* **SOURCE MATERIAL**
--- --- ---
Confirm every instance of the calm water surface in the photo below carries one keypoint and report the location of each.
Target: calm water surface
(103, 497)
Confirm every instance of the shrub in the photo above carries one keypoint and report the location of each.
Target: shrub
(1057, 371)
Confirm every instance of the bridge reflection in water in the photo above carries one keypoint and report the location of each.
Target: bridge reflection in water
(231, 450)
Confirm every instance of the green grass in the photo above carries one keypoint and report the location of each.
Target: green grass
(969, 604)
--- --- ---
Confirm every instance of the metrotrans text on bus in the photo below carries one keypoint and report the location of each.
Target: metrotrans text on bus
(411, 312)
--- --- ---
Filter the lines above so that only those with the string "photo" remain, then copy them.

Confirm every instance of the calm water surface in the photo below carries one keypoint and report the location of each.
Confirm every instance of the shrub in the photo above carries one keypoint and report the location of each.
Confirm every instance of the bridge reflection in water in the photo above carries one keypoint and report the location of each.
Confirm every instance of the green grass in the photo above carries one keypoint and report the location of each.
Confirm every instance of the metrotrans text on bus in the photo below carries one keypoint and report the location of each.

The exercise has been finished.